**記述課題**
下の抜粋のうち、「そうした中、岸田首相があえて」から始まって「ようとしている」と苦笑する。」まで続く部分を、一字も変えずに書き写してください。

**提供された抜粋**

--

しかも両氏は、ここにきて菅氏も交えての懇親の場を持ち、安倍政権時代の安倍・麻生・菅という「3本柱」の連携を党内に見せつけている。安倍氏は二階元幹事長とも派閥幹部同席のうえで懇親の場を設定し、参院選自民勝利に向けた連携強化を確認するなど、自らの影響力や存在感の維持・拡大に余念がない。

こうして、岸田、麻生、安倍3氏が、それぞれ組み合わせを変えての「クロス会合」を展開しているのは、互いの立場や思惑が微妙に異なり、それが党内の権力闘争につながっているとの共通認識が背景にあるからだ。

「岸田1強」前提に、影響力維持狙う麻生、安倍両氏

そうした中、岸田首相があえて公然と二階氏らを接待したのは、「敵も取り込んで党内融和を演出することで、政権運営を安定させる目的」(官邸筋)。もっと踏み込んで言えば、「動き回る安倍氏への牽制」(同)だ。

これに対し安倍氏が、二階、菅両氏と連携を党内に見せつけるのは、「岸田首相が参院選に圧勝しても、自らの影響力を維持する狙い」(安倍派幹部)があるのは明白。首相周辺は「参院選後の岸田1強を警戒し、非主流派との連携で対抗しようとしている」と苦笑する。

--

**物体検出データ**
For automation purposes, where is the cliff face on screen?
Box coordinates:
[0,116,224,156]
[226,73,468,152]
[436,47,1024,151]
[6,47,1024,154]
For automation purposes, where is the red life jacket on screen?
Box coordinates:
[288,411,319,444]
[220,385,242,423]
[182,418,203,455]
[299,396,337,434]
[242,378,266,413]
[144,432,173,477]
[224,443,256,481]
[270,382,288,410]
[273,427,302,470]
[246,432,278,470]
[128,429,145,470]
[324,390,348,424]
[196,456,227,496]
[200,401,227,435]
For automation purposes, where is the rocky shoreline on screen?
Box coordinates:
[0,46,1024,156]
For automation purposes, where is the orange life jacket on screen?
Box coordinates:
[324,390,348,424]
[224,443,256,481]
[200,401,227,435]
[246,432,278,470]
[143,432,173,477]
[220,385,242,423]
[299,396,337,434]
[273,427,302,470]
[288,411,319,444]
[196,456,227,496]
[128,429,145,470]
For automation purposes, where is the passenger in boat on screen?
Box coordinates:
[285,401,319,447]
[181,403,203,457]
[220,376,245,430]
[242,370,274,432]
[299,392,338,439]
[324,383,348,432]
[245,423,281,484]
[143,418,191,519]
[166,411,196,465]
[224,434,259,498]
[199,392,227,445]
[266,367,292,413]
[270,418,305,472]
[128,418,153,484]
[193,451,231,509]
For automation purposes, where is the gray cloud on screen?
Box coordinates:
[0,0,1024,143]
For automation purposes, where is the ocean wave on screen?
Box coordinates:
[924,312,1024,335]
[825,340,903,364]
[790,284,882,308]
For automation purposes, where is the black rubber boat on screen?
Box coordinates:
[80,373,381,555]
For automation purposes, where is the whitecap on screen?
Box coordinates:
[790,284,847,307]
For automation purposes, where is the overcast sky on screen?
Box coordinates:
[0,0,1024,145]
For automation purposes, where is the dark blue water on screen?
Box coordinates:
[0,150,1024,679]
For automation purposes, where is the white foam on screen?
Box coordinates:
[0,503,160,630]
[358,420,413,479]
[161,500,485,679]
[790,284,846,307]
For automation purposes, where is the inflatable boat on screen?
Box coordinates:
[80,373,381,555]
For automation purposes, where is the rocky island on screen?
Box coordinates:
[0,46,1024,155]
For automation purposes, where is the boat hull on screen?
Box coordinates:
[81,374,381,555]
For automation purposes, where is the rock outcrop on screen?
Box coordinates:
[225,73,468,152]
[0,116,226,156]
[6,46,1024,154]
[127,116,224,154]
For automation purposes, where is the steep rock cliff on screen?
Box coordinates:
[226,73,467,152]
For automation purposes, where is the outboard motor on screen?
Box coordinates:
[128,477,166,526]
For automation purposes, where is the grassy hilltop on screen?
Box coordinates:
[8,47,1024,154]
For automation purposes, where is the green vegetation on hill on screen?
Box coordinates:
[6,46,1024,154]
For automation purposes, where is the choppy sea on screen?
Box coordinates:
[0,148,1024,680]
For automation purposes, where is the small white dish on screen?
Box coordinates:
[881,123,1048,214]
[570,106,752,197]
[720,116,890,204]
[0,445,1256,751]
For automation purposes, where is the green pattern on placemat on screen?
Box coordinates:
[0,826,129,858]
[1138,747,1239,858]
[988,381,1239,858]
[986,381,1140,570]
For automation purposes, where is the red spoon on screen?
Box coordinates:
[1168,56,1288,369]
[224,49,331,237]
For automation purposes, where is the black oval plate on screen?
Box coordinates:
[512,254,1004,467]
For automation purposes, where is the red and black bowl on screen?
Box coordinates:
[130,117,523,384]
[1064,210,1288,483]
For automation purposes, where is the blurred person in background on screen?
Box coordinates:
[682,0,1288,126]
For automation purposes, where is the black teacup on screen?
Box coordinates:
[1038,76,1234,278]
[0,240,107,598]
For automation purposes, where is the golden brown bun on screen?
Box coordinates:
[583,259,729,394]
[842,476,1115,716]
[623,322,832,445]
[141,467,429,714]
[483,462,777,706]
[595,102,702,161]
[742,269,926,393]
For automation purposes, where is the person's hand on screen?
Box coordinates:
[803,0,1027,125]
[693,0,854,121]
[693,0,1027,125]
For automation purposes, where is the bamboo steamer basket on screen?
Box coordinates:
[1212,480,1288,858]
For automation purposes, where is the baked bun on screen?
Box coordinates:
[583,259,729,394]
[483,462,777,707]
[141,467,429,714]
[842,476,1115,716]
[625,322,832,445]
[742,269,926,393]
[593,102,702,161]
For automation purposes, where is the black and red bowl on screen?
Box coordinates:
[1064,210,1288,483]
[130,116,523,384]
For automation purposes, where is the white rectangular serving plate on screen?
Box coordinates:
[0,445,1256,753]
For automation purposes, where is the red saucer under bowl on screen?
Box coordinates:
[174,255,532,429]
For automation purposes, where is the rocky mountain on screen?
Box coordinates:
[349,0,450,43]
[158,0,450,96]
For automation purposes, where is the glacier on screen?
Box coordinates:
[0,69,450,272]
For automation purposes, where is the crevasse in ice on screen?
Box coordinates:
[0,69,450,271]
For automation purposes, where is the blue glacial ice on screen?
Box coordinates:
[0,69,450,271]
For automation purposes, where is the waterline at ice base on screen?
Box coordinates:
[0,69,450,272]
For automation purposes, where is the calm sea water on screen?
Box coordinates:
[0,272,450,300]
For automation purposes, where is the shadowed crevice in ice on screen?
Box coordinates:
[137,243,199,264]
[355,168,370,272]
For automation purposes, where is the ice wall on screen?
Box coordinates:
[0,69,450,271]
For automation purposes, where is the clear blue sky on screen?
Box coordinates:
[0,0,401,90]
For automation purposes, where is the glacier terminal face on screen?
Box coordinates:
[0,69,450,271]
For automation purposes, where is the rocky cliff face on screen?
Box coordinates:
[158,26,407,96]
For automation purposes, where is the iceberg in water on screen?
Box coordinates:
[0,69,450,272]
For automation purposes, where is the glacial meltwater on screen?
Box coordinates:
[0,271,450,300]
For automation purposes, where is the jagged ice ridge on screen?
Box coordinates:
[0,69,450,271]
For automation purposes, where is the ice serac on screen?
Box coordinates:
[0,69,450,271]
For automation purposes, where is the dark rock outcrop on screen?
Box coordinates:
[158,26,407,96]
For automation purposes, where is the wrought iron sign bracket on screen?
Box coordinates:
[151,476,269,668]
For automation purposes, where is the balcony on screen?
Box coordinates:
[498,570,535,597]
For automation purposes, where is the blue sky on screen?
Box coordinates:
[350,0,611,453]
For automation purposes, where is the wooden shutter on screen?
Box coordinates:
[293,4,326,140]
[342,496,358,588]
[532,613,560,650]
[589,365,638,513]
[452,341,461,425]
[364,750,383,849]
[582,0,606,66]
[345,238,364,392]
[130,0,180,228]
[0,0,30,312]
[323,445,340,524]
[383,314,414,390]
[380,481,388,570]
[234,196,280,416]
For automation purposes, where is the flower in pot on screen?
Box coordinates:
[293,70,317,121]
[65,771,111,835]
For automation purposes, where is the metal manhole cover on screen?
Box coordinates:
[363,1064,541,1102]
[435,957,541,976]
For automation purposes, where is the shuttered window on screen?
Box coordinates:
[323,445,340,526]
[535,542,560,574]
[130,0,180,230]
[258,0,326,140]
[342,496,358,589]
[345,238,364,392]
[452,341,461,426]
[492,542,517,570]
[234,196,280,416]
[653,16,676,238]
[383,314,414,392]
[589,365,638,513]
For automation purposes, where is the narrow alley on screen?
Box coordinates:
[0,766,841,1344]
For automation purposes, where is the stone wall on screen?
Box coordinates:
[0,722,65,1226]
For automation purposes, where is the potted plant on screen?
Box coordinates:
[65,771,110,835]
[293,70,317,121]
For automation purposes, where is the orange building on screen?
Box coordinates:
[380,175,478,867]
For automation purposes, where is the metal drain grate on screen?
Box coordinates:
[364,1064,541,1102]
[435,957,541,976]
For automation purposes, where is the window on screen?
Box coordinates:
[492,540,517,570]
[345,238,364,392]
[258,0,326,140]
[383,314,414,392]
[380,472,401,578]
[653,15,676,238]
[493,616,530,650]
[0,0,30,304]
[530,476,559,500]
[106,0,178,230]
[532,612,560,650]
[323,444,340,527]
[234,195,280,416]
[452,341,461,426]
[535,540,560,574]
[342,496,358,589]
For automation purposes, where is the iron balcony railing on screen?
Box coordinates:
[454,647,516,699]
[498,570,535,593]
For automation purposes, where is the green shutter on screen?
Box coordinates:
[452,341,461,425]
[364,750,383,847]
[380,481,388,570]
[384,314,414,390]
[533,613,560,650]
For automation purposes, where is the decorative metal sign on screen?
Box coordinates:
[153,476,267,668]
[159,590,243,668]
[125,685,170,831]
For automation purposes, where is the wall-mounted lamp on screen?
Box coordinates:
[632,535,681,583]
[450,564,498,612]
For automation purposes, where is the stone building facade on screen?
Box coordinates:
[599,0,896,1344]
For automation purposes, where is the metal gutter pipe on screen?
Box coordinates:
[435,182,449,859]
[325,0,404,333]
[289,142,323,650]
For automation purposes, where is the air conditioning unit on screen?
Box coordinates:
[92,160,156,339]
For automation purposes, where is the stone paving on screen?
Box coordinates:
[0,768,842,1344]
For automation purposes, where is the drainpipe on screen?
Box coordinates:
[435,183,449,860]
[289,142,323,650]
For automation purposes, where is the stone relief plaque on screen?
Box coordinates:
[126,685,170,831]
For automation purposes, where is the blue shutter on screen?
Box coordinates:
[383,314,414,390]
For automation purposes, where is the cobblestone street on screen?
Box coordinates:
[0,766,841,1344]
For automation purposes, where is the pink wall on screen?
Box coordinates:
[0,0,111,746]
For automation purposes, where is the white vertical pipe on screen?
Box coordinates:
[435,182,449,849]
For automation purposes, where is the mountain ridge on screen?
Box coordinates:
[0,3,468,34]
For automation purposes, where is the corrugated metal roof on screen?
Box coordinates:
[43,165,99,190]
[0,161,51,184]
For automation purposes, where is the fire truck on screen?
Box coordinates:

--

**本問の解答**
そうした中、岸田首相があえて公然と二階氏らを接待したのは、「敵も取り込んで党内融和を演出することで、政権運営を安定させる目的」(官邸筋)。もっと踏み込んで言えば、「動き回る安倍氏への牽制」(同)だ。

これに対し安倍氏が、二階、菅両氏と連携を党内に見せつけるのは、「岸田首相が参院選に圧勝しても、自らの影響力を維持する狙い」(安倍派幹部)があるのは明白。首相周辺は「参院選後の岸田1強を警戒し、非主流派との連携で対抗しようとしている」と苦笑する。